## Texto mostrado

☆ ☆ ☆ ☆

La columna termina con una frase altisonante que busca dejar alarmado al lector y con fuertes deseos de difundir su mensaje atemorizador sobre el temor en las redes sociales:
“Luchar contra el miedo no será fácil. Pero es posiblemente el trabajo más importante que podemos hacer para prevenir que la indignación en internet engendre violencia en la vida real.”
Una vez más discrepo con Angwin y con su pedido de mayor censura, de más silenciamiento de la libre circulación de signos en las redes sociales. Si realmente se quiere luchar contra el miedo, hay que estar preparado para temibles y probables anuncios de futuras emergencias o crisis planetarias o locales, ya se las represente y difunda como pandemias, como cambio climático o como el irreversible fin de la normalidad. Esos discursos vertidos desde el poder sí pueden y de hecho consiguieron desatar la cólera contra quienes se eligió como chivos expiatorios, o contra los disidentes de la ortodoxia de un relato único contado a muchas voces y con derecho exclusivo a ocupar todos los medios todo e tiempo.
Nota
1 Traducción: Las empresas de las redes sociales necesitan ocuparse del discurso que infunde miedo.

☆ ☆ ☆ ☆

## Datos proporcionados
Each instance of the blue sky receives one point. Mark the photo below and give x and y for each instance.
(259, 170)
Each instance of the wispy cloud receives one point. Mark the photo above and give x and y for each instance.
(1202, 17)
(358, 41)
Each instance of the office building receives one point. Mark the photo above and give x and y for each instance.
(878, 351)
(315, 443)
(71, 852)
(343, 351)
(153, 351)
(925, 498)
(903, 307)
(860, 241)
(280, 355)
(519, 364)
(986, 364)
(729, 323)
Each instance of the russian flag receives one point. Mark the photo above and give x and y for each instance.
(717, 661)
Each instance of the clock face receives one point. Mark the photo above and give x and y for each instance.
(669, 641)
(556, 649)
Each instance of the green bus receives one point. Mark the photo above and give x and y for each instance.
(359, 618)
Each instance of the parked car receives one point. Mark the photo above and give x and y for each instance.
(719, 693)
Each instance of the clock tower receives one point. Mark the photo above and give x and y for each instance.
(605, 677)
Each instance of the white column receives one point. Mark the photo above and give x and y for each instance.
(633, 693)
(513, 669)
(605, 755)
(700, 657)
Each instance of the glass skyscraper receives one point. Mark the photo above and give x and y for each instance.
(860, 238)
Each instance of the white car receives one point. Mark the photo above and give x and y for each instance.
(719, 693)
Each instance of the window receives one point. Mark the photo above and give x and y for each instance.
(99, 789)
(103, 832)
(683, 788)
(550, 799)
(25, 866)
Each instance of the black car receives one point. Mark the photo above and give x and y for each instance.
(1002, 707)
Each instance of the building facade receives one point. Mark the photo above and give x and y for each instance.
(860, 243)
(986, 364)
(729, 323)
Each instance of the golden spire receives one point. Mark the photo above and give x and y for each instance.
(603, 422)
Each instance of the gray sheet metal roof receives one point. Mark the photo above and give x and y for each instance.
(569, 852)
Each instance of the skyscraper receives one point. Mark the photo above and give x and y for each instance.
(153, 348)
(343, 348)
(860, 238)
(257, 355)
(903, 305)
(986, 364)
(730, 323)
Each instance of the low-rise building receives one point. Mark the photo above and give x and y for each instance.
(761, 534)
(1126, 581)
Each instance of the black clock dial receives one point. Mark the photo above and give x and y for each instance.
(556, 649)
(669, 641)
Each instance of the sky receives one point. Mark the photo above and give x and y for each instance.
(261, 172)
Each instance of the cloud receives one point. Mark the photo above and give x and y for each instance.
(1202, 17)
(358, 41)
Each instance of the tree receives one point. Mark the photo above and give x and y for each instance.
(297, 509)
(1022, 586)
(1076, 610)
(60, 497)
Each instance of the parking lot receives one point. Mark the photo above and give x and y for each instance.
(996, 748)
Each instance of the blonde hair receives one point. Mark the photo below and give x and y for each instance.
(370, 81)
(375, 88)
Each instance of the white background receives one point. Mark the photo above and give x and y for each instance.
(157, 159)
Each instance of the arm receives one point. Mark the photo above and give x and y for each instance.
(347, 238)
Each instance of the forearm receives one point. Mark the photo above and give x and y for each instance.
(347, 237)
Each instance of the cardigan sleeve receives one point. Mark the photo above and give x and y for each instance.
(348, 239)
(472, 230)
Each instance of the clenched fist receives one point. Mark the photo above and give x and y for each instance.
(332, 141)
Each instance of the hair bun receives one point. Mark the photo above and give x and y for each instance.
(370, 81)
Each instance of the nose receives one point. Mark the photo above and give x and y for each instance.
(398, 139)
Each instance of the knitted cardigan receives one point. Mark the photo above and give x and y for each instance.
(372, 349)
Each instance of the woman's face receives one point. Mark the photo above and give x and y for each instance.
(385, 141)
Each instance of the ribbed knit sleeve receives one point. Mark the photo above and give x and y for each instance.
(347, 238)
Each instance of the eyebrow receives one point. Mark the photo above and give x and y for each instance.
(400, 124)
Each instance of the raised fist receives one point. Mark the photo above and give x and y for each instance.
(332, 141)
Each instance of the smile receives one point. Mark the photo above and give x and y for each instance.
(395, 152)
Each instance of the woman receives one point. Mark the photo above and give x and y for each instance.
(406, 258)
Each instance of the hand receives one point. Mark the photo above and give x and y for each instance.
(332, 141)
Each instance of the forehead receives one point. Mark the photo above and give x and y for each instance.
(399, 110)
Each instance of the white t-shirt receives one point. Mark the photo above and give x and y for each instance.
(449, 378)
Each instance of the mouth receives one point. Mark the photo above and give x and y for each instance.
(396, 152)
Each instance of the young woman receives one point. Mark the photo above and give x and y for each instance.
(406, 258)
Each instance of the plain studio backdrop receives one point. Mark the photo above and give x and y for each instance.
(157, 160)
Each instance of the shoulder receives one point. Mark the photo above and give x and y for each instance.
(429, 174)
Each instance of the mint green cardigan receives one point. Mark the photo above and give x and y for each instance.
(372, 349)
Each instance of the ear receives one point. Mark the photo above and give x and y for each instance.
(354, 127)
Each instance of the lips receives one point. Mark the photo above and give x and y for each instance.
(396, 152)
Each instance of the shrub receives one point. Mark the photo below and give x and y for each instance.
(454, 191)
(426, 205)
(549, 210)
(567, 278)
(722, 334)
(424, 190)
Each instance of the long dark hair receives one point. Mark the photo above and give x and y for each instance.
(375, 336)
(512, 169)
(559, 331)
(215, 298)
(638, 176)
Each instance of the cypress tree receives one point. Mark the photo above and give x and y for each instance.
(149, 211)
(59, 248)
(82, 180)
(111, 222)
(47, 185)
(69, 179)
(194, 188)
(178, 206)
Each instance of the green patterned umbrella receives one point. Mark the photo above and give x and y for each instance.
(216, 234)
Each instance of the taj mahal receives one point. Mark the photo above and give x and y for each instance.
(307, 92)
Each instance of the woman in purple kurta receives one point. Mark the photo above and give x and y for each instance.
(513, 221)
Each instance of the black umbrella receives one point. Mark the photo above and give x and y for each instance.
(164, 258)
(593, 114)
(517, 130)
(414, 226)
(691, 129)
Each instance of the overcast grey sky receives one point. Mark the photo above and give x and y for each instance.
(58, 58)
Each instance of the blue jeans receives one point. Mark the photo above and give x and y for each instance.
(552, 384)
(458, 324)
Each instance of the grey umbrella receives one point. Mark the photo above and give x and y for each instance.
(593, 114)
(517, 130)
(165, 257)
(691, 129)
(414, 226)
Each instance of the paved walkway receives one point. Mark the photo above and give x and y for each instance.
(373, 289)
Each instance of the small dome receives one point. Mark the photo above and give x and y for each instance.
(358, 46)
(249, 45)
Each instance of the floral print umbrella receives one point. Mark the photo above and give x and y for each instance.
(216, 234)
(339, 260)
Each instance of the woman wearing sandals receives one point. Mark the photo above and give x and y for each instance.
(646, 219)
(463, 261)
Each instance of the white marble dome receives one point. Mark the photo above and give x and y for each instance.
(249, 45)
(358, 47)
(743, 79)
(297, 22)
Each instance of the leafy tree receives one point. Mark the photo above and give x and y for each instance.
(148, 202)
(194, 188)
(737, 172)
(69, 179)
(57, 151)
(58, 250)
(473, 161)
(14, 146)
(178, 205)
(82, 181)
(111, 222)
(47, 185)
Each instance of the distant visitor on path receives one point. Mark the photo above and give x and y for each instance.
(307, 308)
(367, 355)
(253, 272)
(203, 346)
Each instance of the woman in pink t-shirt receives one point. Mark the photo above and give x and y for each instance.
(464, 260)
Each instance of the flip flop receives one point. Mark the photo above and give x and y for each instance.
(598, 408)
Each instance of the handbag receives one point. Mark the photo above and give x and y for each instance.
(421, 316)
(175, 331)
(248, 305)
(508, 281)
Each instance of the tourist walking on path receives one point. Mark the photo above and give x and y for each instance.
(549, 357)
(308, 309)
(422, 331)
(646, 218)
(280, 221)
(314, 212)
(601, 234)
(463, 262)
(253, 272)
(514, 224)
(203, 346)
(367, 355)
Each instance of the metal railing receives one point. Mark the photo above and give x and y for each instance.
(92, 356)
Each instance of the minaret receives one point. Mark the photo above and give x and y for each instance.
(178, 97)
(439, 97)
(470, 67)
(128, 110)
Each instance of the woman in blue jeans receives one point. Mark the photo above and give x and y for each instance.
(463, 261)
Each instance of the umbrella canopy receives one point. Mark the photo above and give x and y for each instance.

☆ ☆ ☆ ☆

## Tus tareas
A: Traduce al inglés la frase «Luchar contra el miedo no será fácil.» del texto sobre el miedo en las redes sociales.
B: Transcribe literalmente el fragmento del texto sobre el miedo en las redes sociales que va desde "Una vez más" hasta "que infunde miedo.".

## Respuestas por tarea
A: Fighting fear will not be easy.

B:
Una vez más discrepo con Angwin y con su pedido de mayor censura, de más silenciamiento de la libre circulación de signos en las redes sociales. Si realmente se quiere luchar contra el miedo, hay que estar preparado para temibles y probables anuncios de futuras emergencias o crisis planetarias o locales, ya se las represente y difunda como pandemias, como cambio climático o como el irreversible fin de la normalidad. Esos discursos vertidos desde el poder sí pueden y de hecho consiguieron desatar la cólera contra quienes se eligió como chivos expiatorios, o contra los disidentes de la ortodoxia de un relato único contado a muchas voces y con derecho exclusivo a ocupar todos los medios todo e tiempo.
Nota
1 Traducción: Las empresas de las redes sociales necesitan ocuparse del discurso que infunde miedo.